§ Document:
>> Start
BRIEF DESCRIPTION OF THE DRAWINGS FIG. 1 depicts a schematic diagram of a wireless network system according to one embodiment of the present invention;

FIG. 2 depicts a structural schematic diagram of a wireless audio rendering device according to one embodiment of the present invention;

FIG. 3 depicts a flow chart of a rendering process of a wireless audio data according to one embodiment of the present invention;

FIG. 4 depicts a flow chart of adding a plurality of audio source devices to an audio source device list in a Bluetooth network according to one embodiment of the present invention;

FIG. 5 depicts a flow chart of transmitting audio data to a wireless audio rendering device when the wireless audio rendering device is idle according to one embodiment of the present invention;

FIG. 6 depicts a flow chart of transmitting audio data to a wireless audio rendering device when the wireless audio rendering device is occupied by another audio source device according to one embodiment of the present invention. In all the above-mentioned accompanying drawings, like reference numerals are used for identifying the same, similar or corresponding features and functions.
>> End
§ Information provided:
>> Start
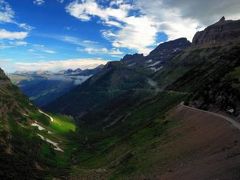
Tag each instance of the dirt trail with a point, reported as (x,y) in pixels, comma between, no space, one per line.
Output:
>> End
§ Instruction 1:
Reproduce the part of the drawing descriptions above from "FIG. 3 depicts" to "features and functions.".
§ Instruction 2:
According to the drawing descriptions above, what are like reference numerals used for in the accompanying drawings?

§ Task result 1:
FIG. 3 depicts a flow chart of a rendering process of a wireless audio data according to one embodiment of the present invention;

FIG. 4 depicts a flow chart of adding a plurality of audio source devices to an audio source device list in a Bluetooth network according to one embodiment of the present invention;

FIG. 5 depicts a flow chart of transmitting audio data to a wireless audio rendering device when the wireless audio rendering device is idle according to one embodiment of the present invention;

FIG. 6 depicts a flow chart of transmitting audio data to a wireless audio rendering device when the wireless audio rendering device is occupied by another audio source device according to one embodiment of the present invention. In all the above-mentioned accompanying drawings, like reference numerals are used for identifying the same, similar or corresponding features and functions.

§ Task result 2:
They identify the same, similar or corresponding features and functions.